Begin
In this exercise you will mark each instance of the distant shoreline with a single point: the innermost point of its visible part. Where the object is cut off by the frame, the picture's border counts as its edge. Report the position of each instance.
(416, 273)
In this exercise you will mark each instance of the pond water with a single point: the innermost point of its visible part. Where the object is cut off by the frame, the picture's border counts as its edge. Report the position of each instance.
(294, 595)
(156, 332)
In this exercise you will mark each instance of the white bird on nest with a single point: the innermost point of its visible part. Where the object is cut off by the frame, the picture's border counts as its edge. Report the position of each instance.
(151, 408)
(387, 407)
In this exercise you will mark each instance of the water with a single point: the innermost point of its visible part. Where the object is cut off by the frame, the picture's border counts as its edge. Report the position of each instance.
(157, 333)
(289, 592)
End
Begin
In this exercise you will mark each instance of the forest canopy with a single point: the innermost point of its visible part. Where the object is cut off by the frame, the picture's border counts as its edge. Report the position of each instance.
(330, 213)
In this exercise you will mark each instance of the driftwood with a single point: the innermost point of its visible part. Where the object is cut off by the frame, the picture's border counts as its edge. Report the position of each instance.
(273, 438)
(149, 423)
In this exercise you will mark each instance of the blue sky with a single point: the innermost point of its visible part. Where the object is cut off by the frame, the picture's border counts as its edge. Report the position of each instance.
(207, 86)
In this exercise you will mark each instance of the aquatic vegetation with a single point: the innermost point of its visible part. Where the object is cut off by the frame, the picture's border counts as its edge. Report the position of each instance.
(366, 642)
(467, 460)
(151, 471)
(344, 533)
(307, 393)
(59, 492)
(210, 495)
End
* **Written instruction**: Locate every line in the entries above that contains the word "water", and copy each of those lines.

* **Solution below**:
In this exercise you will mark each instance of the pond water with a single point: the innermost point of its visible part. Where the object is cut off by the frame, the picture's border counts as its edge. Report the position of each instance.
In this exercise you will mark each instance of the water with a single point: the innermost point of its visible part. Where the object is cut off by the frame, the picture's border counts as its edge. Report the position of each instance.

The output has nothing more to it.